Work request: Filter the entries below, keeping only lines with "building".

[Collection entries]
○ ○ ○ ○ ○ ○ ○

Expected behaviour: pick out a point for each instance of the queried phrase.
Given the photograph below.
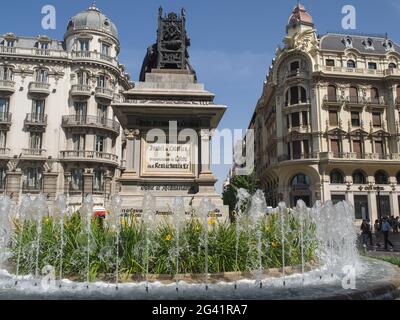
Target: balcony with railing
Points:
(94, 56)
(77, 121)
(35, 122)
(333, 100)
(39, 88)
(350, 71)
(104, 93)
(34, 153)
(89, 156)
(32, 187)
(81, 91)
(7, 87)
(5, 120)
(4, 153)
(377, 102)
(355, 101)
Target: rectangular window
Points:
(361, 207)
(100, 144)
(4, 105)
(330, 62)
(3, 139)
(295, 119)
(38, 107)
(306, 148)
(335, 148)
(79, 142)
(84, 45)
(105, 49)
(33, 179)
(377, 119)
(102, 111)
(42, 76)
(379, 147)
(338, 198)
(77, 180)
(357, 148)
(297, 150)
(35, 140)
(355, 119)
(305, 118)
(333, 118)
(98, 181)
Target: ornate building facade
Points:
(58, 132)
(328, 123)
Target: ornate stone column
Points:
(132, 137)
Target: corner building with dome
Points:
(58, 132)
(327, 125)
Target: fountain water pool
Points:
(341, 273)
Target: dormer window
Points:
(42, 76)
(294, 66)
(368, 44)
(351, 64)
(84, 45)
(372, 66)
(6, 73)
(348, 42)
(105, 49)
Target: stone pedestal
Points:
(168, 121)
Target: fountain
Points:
(298, 253)
(179, 219)
(60, 213)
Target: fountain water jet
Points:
(39, 207)
(60, 211)
(114, 219)
(87, 216)
(178, 221)
(206, 207)
(149, 221)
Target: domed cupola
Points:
(92, 20)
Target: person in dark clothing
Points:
(385, 231)
(370, 232)
(365, 232)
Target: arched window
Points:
(42, 75)
(332, 97)
(374, 95)
(351, 64)
(300, 181)
(296, 95)
(353, 94)
(359, 177)
(337, 177)
(83, 78)
(381, 177)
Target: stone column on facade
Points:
(394, 200)
(50, 185)
(205, 151)
(131, 151)
(88, 182)
(373, 207)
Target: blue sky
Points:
(233, 42)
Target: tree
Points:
(249, 183)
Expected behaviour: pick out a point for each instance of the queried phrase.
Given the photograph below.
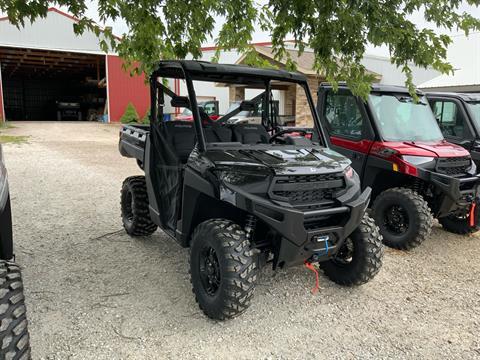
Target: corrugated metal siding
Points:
(122, 89)
(55, 32)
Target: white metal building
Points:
(464, 55)
(45, 66)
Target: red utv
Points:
(398, 150)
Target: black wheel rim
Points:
(128, 206)
(396, 220)
(210, 270)
(345, 254)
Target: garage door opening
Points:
(53, 85)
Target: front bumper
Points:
(300, 239)
(457, 194)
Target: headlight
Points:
(418, 160)
(240, 177)
(349, 172)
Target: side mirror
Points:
(180, 101)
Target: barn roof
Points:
(53, 32)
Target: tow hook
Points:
(471, 216)
(311, 267)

○ ○ ○ ○ ○ ○ ○

Output of the task:
Target: ornate building facade
Target: corner building with dome
Target: white metal building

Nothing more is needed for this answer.